===== Given text =====
Scraped

Write declarative scrapers in Ruby.

If you need to write a webscraper (maybe to scrape a single page, or one that hits a page which lists a load of other pages, and jumps into each of those pages to pull out the same data) the scraped gem will help you write it quickly and clearly.

Installation

Add this line to your application’s Gemfile:

gem 'scraped'

And then execute:

$ bundle

Or install it yourself as:

$ gem install scraped

Usage

Scraped currently has support for working with HTML and JSON documents (pull requests for other formats are welcome).

To write a scraper, start by creating a subclass of Scraped::HTML or Scraped::JSON for each type of page you’re scraping. The choice of class here means you get the most helpful one — the way you'll want to work with an HTML page is probably very different from JSON. See the following descriptions to see this at work.

Then specify the (data) fields you want to extract from that. You can control the strategy used to get the page, and decorate the response you get back to make it easier to parse.

HTML

Here’s the HTML source from the webpage at example.com:

<html>
<body>
<div>
  <h1>Example Domain</h1>
  <p>This domain is established to be used for illustrative examples
     in documents. You may use this domain in examples without prior
     coordination or asking for permission.</p>
  <p><a href="http://www.iana.org/domains/example">More information...</a></p>
</div>
</body>
</html>

So, if that’s your target and you want to get data such as title and more info URL from that page, you pick them out as fields with Nokogiri (using CSS selectors, in this example). Note that ExamplePage is a subclass of Scraped::HTML because it's specifically HTML that you’re scraping:

require 'scraped'

class ExamplePage < Scraped::HTML
  field :title do
    noko.at_css('h1').text
  end

  field :more_info_url do
    noko.at_css('a/@href').text
  end
end

Now you’ve defined your ExamplePage, you can create a new instance and pass in a Scraped::Response instance. The resulting page has the data you’ve scraped:

page = ExamplePage.new(response: Scraped::Request.new(url: 'http://example.com').response)

page.title
# => "Example Domain"

page.more_info_url
# => "http://www.iana.org/domains/example"
===== Information shown =====
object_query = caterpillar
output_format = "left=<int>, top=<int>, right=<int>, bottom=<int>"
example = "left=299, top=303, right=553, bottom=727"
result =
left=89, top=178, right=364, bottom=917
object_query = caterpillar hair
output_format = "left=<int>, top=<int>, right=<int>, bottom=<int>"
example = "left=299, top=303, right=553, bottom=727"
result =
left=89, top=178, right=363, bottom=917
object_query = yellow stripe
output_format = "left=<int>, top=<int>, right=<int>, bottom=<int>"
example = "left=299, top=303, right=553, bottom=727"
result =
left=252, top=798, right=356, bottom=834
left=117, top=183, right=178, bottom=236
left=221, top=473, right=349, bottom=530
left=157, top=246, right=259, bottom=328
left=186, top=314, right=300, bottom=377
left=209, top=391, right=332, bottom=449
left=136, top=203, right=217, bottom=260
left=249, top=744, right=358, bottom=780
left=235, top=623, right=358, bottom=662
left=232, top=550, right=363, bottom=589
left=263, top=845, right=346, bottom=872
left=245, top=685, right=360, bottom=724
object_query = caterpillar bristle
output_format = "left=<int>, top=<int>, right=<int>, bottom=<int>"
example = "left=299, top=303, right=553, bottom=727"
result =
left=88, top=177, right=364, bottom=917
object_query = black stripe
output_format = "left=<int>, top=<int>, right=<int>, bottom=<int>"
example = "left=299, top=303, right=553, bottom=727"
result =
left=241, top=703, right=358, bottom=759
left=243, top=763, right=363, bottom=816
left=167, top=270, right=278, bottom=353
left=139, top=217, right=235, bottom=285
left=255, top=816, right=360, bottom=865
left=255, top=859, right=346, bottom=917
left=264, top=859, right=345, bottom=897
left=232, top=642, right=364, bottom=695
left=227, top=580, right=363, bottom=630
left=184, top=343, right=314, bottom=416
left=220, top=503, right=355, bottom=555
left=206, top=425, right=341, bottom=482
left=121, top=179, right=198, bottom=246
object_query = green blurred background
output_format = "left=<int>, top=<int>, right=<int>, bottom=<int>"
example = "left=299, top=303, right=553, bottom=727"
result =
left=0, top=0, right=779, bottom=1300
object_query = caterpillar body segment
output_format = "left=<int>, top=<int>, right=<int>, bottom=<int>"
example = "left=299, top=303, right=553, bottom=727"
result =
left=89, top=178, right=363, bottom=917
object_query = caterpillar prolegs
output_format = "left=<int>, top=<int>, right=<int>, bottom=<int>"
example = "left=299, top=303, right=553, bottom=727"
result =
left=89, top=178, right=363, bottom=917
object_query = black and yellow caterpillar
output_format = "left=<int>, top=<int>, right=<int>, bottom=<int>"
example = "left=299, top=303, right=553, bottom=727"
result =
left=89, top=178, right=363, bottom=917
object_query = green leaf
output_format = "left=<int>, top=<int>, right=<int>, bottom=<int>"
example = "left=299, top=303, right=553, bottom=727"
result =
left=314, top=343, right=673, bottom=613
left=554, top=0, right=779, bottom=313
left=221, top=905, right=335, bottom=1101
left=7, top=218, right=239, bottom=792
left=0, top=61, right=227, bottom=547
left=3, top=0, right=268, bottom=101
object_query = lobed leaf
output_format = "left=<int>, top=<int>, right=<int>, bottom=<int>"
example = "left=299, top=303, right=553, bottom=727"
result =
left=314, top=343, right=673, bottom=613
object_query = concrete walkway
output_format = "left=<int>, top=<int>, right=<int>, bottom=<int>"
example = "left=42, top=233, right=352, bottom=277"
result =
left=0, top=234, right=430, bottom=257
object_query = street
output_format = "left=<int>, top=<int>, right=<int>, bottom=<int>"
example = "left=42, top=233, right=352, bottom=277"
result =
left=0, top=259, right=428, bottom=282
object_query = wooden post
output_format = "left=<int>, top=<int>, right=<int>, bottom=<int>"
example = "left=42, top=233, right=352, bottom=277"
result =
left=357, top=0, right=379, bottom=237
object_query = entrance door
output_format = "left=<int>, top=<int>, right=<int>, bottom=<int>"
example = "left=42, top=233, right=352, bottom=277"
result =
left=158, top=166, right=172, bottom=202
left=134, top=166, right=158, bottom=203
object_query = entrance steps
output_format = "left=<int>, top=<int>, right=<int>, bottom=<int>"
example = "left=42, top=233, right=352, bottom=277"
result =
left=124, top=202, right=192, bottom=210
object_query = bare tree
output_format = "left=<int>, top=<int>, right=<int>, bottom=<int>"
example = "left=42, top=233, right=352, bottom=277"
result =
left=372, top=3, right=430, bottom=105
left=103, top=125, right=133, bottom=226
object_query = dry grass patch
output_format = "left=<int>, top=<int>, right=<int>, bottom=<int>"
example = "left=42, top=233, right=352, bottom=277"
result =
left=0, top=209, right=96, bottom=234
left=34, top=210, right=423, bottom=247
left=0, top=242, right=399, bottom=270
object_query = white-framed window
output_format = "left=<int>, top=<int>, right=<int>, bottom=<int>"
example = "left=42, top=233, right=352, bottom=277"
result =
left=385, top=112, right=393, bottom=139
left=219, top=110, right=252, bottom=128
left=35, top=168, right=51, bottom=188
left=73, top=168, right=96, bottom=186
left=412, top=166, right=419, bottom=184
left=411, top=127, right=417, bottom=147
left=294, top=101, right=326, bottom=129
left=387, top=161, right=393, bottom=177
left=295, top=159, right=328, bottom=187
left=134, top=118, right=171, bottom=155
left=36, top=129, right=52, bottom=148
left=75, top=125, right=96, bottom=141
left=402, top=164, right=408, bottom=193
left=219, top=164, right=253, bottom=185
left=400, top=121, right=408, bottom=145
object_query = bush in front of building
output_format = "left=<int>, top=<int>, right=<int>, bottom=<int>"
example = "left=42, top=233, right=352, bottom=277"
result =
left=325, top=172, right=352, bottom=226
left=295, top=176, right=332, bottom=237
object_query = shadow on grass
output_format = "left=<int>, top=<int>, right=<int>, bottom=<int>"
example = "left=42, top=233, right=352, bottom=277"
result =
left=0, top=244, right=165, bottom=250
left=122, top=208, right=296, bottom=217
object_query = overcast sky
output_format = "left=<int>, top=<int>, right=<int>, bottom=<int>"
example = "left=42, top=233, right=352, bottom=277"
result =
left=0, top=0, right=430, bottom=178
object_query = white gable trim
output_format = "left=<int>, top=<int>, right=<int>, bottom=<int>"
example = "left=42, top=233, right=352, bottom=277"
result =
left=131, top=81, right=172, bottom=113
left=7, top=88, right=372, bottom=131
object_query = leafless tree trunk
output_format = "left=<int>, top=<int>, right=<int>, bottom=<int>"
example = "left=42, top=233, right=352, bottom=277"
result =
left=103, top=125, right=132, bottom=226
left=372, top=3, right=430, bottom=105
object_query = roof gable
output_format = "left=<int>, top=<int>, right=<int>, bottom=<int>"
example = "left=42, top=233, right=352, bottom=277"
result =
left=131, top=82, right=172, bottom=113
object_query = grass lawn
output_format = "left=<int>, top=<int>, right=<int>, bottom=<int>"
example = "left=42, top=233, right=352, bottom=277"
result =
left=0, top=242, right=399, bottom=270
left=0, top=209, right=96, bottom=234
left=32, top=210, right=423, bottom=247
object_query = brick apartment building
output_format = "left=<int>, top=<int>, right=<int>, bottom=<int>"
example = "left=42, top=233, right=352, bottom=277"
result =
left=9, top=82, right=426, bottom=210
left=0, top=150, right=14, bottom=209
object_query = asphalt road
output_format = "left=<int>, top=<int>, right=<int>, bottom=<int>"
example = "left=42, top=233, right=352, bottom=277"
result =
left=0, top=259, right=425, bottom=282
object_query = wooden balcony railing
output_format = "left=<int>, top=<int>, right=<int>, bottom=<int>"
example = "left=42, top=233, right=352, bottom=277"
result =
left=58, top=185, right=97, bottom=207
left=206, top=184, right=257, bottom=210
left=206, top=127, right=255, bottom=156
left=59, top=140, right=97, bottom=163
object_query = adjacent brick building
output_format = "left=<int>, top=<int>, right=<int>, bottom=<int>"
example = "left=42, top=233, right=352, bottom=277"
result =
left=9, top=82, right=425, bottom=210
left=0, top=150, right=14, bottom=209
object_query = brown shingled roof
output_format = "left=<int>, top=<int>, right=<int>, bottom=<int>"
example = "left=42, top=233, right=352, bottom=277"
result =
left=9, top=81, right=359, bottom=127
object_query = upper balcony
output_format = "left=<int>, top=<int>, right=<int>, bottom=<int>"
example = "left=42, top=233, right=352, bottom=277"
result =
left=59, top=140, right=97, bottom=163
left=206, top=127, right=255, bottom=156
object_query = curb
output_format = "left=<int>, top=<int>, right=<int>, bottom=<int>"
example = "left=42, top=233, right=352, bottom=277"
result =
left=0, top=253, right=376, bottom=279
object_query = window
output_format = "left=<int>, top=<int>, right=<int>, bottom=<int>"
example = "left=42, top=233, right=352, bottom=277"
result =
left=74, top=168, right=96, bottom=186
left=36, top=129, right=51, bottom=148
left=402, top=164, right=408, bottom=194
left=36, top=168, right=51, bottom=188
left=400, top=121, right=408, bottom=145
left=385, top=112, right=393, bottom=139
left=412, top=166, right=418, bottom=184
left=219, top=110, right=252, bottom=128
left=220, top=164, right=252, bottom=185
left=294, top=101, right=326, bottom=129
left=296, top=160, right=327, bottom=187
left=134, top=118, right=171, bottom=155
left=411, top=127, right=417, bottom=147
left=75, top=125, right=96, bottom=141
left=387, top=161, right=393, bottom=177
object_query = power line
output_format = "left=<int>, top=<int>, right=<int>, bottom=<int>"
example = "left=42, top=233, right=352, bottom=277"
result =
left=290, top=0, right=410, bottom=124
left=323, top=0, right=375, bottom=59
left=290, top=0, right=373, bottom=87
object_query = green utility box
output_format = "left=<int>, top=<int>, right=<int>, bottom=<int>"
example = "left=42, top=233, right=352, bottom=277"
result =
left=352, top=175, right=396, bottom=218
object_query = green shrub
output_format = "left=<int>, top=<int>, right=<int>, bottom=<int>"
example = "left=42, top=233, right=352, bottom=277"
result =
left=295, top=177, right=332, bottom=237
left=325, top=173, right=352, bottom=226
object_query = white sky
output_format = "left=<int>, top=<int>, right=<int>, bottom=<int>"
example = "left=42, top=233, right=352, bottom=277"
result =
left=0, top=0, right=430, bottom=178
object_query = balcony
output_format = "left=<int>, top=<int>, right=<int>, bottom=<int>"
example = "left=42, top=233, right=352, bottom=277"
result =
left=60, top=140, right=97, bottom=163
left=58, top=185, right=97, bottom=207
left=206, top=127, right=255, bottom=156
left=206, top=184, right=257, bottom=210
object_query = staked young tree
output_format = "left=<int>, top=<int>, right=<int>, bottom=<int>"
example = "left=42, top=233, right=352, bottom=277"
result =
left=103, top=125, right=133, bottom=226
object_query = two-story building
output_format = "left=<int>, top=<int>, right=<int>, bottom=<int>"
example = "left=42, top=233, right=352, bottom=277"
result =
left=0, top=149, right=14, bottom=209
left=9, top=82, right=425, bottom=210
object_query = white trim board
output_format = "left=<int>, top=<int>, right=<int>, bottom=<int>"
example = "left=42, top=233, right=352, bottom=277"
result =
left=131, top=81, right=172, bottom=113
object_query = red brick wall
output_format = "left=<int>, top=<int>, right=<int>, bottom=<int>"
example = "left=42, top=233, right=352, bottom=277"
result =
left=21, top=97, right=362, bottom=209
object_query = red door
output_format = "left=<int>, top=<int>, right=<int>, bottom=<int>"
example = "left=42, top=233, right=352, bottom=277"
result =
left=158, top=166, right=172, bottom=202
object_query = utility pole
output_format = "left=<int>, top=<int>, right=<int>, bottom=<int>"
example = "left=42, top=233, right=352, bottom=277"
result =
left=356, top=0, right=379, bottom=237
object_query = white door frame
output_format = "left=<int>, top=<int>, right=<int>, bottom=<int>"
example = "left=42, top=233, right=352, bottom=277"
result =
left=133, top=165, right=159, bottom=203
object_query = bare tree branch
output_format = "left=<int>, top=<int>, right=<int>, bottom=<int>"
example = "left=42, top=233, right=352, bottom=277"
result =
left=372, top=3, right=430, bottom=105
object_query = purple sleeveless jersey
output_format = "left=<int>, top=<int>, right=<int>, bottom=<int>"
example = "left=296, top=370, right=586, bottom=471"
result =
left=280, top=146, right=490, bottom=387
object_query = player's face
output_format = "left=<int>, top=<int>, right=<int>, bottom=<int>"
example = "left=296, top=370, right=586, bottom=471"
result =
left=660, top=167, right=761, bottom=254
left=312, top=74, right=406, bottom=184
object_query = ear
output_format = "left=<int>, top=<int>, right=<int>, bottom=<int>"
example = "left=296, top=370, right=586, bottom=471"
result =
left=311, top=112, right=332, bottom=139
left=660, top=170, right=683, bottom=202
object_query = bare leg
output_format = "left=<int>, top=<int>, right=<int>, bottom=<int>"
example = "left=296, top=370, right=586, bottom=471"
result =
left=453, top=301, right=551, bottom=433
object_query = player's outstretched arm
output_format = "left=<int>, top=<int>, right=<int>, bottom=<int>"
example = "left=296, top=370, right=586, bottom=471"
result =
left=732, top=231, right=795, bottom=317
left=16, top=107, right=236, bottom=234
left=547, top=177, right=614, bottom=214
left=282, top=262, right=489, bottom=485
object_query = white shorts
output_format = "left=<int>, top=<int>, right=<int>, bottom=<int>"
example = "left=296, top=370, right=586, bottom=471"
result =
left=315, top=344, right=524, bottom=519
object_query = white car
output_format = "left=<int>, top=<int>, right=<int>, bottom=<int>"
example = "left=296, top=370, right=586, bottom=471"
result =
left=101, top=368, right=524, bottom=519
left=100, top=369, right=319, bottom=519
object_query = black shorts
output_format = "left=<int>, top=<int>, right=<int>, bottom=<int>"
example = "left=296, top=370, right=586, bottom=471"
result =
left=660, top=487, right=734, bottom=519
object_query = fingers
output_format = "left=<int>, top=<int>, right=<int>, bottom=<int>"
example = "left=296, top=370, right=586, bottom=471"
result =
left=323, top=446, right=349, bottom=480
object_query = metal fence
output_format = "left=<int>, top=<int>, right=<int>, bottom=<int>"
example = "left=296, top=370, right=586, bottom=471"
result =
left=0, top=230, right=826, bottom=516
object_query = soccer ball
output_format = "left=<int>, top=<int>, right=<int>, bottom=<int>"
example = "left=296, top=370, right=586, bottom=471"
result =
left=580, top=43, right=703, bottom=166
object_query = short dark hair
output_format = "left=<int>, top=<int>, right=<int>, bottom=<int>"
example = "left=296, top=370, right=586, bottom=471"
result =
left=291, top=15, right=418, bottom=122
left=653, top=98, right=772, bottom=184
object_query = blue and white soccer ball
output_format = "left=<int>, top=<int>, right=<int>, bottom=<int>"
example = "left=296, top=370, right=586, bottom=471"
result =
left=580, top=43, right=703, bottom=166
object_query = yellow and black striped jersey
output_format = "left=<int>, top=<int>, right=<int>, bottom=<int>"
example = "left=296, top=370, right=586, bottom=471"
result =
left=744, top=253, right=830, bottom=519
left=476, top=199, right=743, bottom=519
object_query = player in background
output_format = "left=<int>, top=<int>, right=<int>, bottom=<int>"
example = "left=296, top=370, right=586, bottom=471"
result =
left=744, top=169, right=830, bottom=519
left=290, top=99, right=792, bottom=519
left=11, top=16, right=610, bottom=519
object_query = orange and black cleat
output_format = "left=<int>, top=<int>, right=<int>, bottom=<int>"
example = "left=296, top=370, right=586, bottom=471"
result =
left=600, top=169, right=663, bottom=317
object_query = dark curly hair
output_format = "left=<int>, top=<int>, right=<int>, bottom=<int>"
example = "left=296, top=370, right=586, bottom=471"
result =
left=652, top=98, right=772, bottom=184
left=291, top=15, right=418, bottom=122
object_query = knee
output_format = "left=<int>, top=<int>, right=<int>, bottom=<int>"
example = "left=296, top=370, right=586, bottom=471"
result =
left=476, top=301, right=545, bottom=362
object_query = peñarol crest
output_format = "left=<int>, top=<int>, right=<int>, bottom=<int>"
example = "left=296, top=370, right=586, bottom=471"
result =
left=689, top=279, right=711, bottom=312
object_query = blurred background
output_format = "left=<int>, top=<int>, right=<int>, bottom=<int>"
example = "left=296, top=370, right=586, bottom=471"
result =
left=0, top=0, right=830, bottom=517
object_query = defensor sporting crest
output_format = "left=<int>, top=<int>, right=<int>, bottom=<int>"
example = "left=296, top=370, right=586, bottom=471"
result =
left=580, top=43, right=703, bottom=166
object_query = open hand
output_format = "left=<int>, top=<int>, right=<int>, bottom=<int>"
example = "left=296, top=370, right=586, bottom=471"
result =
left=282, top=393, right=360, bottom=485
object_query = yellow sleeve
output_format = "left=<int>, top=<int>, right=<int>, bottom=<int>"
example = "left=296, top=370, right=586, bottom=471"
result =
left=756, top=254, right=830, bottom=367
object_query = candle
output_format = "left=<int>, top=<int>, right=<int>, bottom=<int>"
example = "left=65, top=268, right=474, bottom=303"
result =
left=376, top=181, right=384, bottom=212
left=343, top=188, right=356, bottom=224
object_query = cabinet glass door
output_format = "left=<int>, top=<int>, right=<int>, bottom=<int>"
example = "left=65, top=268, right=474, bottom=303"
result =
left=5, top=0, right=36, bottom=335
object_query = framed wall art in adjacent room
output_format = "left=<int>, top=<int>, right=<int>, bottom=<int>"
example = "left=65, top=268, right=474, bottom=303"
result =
=====
Repeat everything in the Scraped gem text from "Or install it" down to "easier to parse.", word for word. The data comes from a separate, unrelated source.

Worked solution:
Or install it yourself as:

$ gem install scraped

Usage

Scraped currently has support for working with HTML and JSON documents (pull requests for other formats are welcome).

To write a scraper, start by creating a subclass of Scraped::HTML or Scraped::JSON for each type of page you’re scraping. The choice of class here means you get the most helpful one — the way you'll want to work with an HTML page is probably very different from JSON. See the following descriptions to see this at work.

Then specify the (data) fields you want to extract from that. You can control the strategy used to get the page, and decorate the response you get back to make it easier to parse.